— BEGIN —

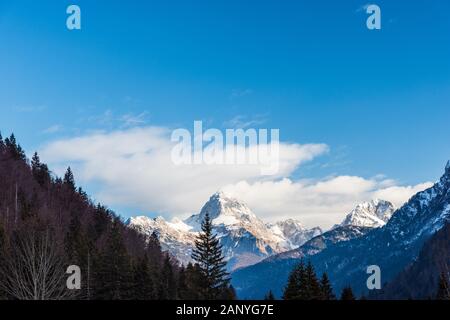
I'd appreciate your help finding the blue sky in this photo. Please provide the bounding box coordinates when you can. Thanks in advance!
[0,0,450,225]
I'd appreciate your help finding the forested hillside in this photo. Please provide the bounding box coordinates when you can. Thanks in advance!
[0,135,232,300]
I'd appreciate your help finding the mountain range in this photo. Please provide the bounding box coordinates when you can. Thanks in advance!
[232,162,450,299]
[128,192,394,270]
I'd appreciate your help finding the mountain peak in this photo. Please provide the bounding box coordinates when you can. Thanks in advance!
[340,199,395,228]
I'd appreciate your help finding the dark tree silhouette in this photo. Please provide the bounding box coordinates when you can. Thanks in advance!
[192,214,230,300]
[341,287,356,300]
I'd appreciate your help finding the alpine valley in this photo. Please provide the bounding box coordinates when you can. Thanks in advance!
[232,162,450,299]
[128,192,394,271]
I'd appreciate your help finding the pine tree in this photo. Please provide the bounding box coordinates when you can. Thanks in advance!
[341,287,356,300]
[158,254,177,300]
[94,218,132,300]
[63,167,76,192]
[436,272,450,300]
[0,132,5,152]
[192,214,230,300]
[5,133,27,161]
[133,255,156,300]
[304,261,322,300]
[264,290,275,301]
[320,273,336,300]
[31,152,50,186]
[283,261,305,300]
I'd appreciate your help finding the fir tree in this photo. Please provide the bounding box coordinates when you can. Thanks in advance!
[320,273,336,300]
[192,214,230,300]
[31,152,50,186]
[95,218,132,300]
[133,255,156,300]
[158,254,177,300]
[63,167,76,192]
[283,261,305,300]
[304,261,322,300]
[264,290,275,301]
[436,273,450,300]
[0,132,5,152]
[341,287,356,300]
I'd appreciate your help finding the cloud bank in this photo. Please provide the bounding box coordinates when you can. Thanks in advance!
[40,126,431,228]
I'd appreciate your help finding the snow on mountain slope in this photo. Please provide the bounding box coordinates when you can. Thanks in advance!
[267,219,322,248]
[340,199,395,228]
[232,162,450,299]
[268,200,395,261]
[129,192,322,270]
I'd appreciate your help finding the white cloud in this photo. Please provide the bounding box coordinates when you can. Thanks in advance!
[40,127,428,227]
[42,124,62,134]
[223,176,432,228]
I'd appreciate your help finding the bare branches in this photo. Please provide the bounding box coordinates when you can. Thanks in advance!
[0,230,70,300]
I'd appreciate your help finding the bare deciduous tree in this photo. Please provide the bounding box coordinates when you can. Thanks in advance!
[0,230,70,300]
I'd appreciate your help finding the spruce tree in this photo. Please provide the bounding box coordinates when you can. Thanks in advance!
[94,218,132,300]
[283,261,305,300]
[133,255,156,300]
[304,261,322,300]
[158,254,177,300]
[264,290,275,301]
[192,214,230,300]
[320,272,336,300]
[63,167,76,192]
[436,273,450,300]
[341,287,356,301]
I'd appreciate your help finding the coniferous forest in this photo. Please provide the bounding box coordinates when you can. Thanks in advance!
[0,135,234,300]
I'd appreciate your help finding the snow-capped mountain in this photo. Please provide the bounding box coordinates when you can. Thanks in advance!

— END —

Lay out all the records above as a Markdown table with the columns "No." and "Entry", one numbered row for each line. Skip any blank lines and leave the pictures out.

## Finished task
| No. | Entry |
|---|---|
| 1 | I'd appreciate your help finding the blue sky in this photo. Please provide the bounding box coordinates when you can. Thanks in advance! |
| 2 | [0,0,450,225] |
| 3 | I'd appreciate your help finding the forested hillside in this photo. Please provide the bounding box coordinates when you can. Thanks in advance! |
| 4 | [0,135,232,300] |
| 5 | I'd appreciate your help finding the mountain range in this photo. Please provide the bounding box coordinates when you can. Thanks in advance! |
| 6 | [232,162,450,299] |
| 7 | [128,192,394,270] |
| 8 | I'd appreciate your help finding the mountain peak in this photo. Please provide the bounding box coordinates when you can. Thanks in advance! |
| 9 | [340,199,395,228] |
| 10 | I'd appreciate your help finding the dark tree silhouette in this photo. Please provide the bounding box coordinates when you can. Thanks in advance! |
| 11 | [192,214,230,300] |
| 12 | [341,287,356,300] |
| 13 | I'd appreciate your help finding the alpine valley in this photo. Please provide the bounding box coordinates when you can. Thanks in advance! |
| 14 | [232,162,450,299] |
| 15 | [128,192,394,271] |
| 16 | I'd appreciate your help finding the pine tree in this photo. Please provide the bounding box coordinates when you can. Thanks in advance! |
| 17 | [341,287,356,300] |
| 18 | [158,254,177,300] |
| 19 | [94,218,132,300] |
| 20 | [63,167,76,192] |
| 21 | [436,272,450,300] |
| 22 | [0,132,5,152] |
| 23 | [192,214,230,300] |
| 24 | [5,133,27,161] |
| 25 | [133,255,156,300] |
| 26 | [304,261,322,300] |
| 27 | [264,290,275,301] |
| 28 | [320,273,336,300] |
| 29 | [31,152,50,186] |
| 30 | [283,261,305,300] |
| 31 | I'd appreciate your help finding the fir tree in this photo. Please provide the bounding box coordinates when you can. Thanks in advance! |
| 32 | [320,273,336,300] |
| 33 | [192,214,230,300] |
| 34 | [31,152,50,186] |
| 35 | [95,218,132,300] |
| 36 | [133,255,156,300] |
| 37 | [158,254,177,300] |
| 38 | [63,167,76,192] |
| 39 | [283,261,305,300] |
| 40 | [304,261,322,300] |
| 41 | [264,290,275,301] |
| 42 | [436,273,450,300] |
| 43 | [0,132,5,152] |
| 44 | [341,287,356,300] |
| 45 | I'd appreciate your help finding the cloud bank in this photo. Please provide the bounding box coordinates when you can. Thanks in advance! |
| 46 | [40,126,431,228] |
| 47 | I'd appreciate your help finding the snow on mountain slope in this photo. Please provide the bounding box coordinates when you can. Thanks in advance! |
| 48 | [267,219,322,248] |
| 49 | [340,199,395,228] |
| 50 | [232,162,450,299] |
| 51 | [268,200,395,261] |
| 52 | [129,192,322,270] |
| 53 | I'd appreciate your help finding the white cloud in this photo. Please provide the bounding box coordinates when you can. Thanks in advance! |
| 54 | [40,127,428,227] |
| 55 | [42,124,62,134] |
| 56 | [223,176,432,228] |
| 57 | I'd appreciate your help finding the bare branches in this photo. Please provide the bounding box coordinates when you can. Thanks in advance! |
| 58 | [0,230,70,300] |
| 59 | I'd appreciate your help finding the bare deciduous tree in this photo. Please provide the bounding box coordinates when you can. Thanks in advance! |
| 60 | [0,230,70,300] |
| 61 | I'd appreciate your help finding the spruce tree in this photo. Please provide the bounding box coordinates when you can. Thanks in advance! |
| 62 | [94,218,132,300] |
| 63 | [283,261,305,300] |
| 64 | [133,255,156,300] |
| 65 | [304,261,322,300] |
| 66 | [158,254,177,300] |
| 67 | [264,290,275,301] |
| 68 | [192,214,230,300] |
| 69 | [320,272,336,300] |
| 70 | [63,167,76,192] |
| 71 | [436,273,450,300] |
| 72 | [341,287,356,301] |
| 73 | I'd appreciate your help finding the coniferous forest in this photo. Please provide the bounding box coordinates when you can. Thanks in advance! |
| 74 | [0,135,234,300] |
| 75 | I'd appreciate your help finding the snow-capped mountain in this photo. Please provide the bounding box coordinates when you can. Thanks in advance! |